--- Work to be completed ---
Pick out and copy every line below that contains the string "shadow". Case counts.

--- Exercise material ---
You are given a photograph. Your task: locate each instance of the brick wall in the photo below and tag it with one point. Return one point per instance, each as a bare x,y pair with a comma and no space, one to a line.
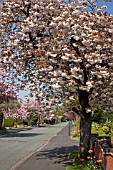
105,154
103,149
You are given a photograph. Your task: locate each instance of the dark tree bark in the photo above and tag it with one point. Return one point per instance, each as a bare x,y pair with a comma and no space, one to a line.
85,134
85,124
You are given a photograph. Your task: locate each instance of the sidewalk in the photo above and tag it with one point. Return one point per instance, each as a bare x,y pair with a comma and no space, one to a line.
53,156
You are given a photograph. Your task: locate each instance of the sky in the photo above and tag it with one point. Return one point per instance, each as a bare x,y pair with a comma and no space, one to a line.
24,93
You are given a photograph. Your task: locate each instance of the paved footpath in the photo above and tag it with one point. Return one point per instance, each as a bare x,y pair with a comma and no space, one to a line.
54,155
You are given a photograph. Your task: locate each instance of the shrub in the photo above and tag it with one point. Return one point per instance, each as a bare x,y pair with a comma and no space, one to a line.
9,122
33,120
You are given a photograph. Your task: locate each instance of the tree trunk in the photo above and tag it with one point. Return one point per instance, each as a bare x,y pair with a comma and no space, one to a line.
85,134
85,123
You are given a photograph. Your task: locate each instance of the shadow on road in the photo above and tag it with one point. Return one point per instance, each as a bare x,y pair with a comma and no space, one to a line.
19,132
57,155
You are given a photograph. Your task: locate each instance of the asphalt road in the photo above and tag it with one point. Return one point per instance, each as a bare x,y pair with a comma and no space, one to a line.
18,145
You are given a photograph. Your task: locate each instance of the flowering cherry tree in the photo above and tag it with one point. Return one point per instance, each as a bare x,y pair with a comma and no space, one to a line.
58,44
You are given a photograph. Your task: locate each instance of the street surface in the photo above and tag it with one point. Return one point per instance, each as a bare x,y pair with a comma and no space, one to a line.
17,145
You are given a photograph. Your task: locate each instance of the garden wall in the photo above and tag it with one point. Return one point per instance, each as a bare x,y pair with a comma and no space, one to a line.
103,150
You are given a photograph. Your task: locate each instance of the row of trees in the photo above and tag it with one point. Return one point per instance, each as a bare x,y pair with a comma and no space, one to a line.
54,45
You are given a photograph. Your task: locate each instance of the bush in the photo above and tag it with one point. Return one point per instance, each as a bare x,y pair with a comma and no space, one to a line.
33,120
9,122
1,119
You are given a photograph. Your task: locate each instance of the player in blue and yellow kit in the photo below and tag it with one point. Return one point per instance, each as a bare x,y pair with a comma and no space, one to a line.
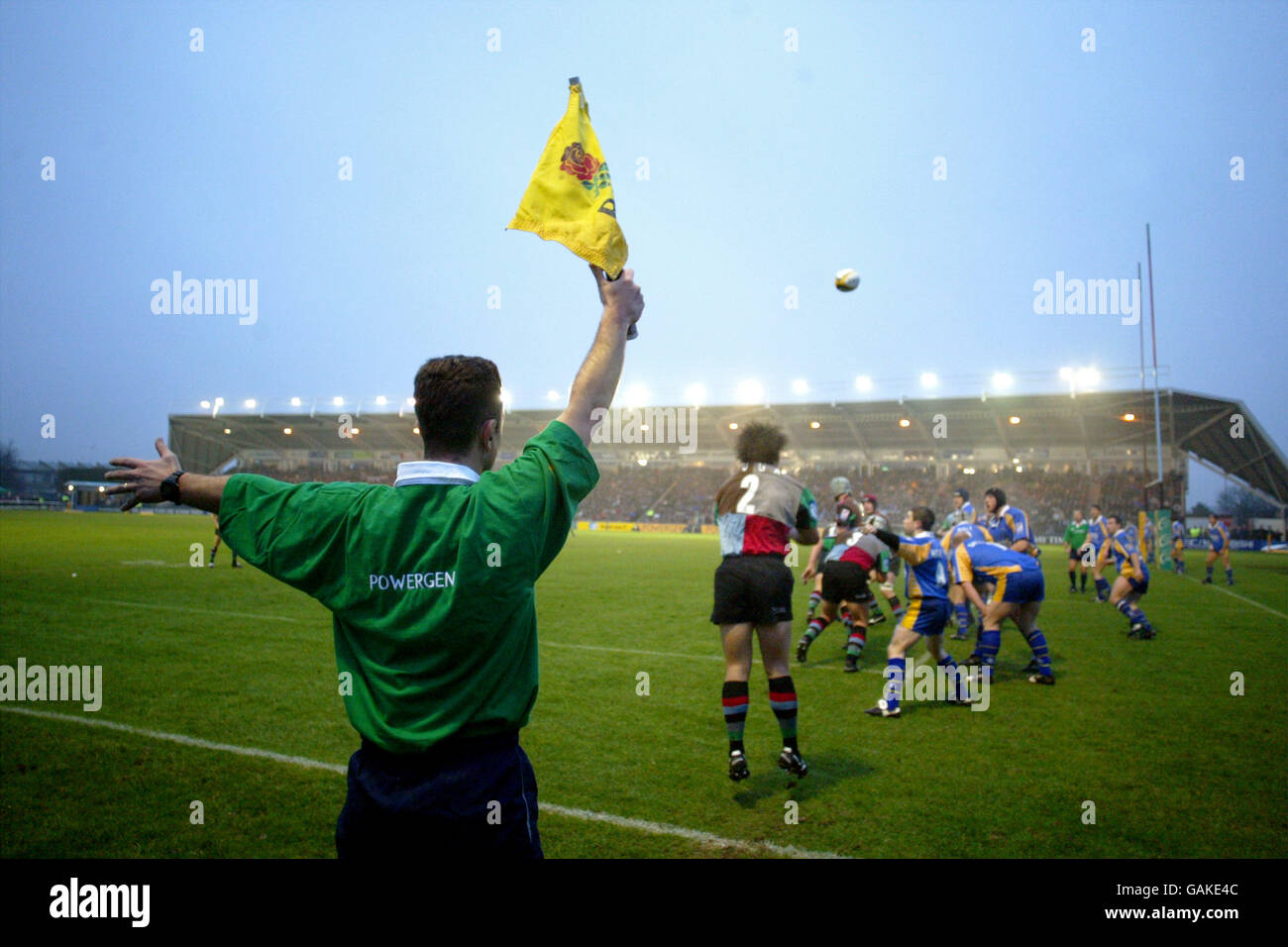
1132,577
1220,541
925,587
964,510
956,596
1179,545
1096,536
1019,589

--

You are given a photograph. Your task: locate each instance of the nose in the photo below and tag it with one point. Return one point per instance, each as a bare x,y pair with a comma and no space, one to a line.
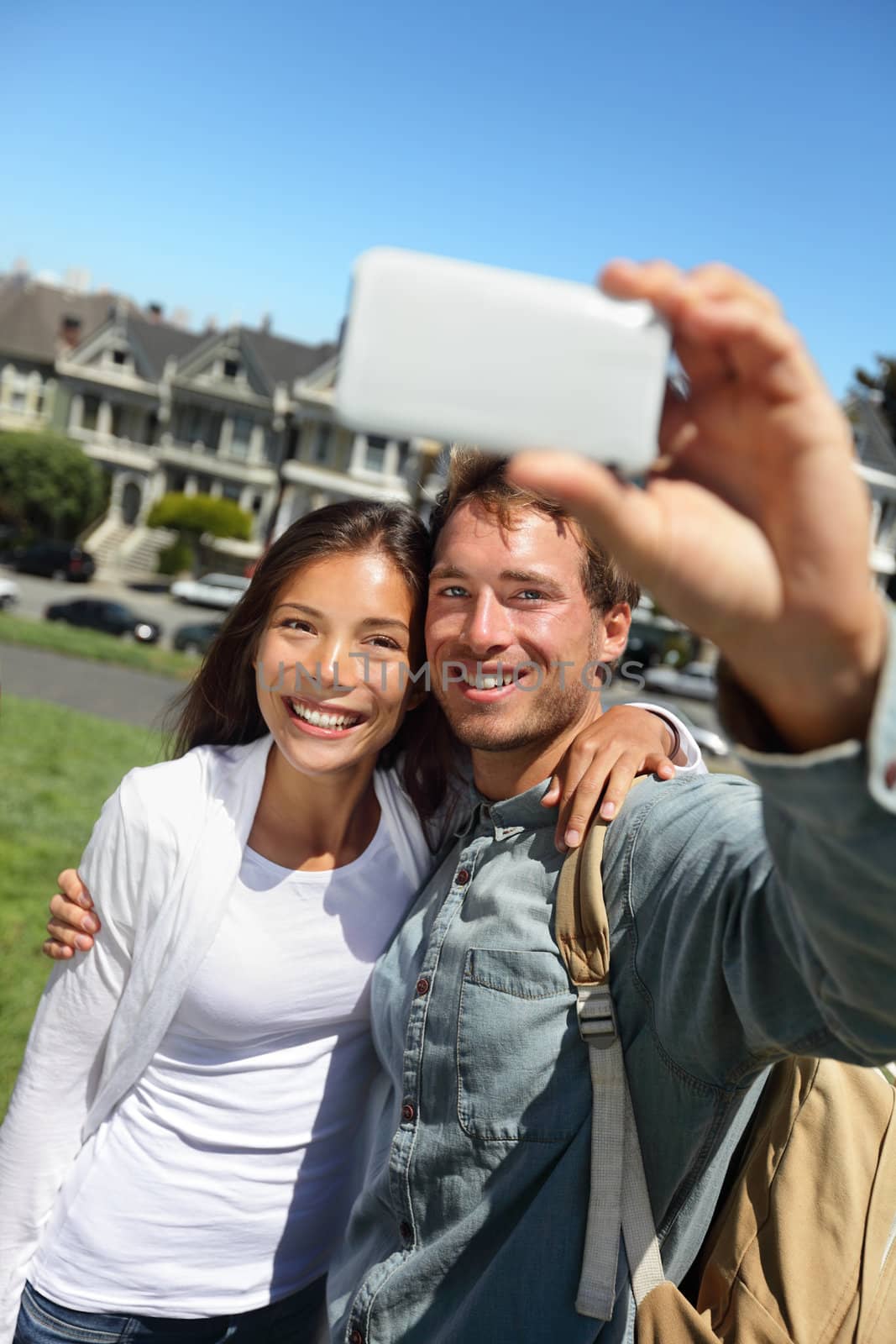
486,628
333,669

--- Completed exercise ---
You are given a photograph. Your task: locate each instance of the shadow on road in the photo above and tag it with one point. Return one point per instance, each as a bare x,y pair with a comma and no space, one to a line.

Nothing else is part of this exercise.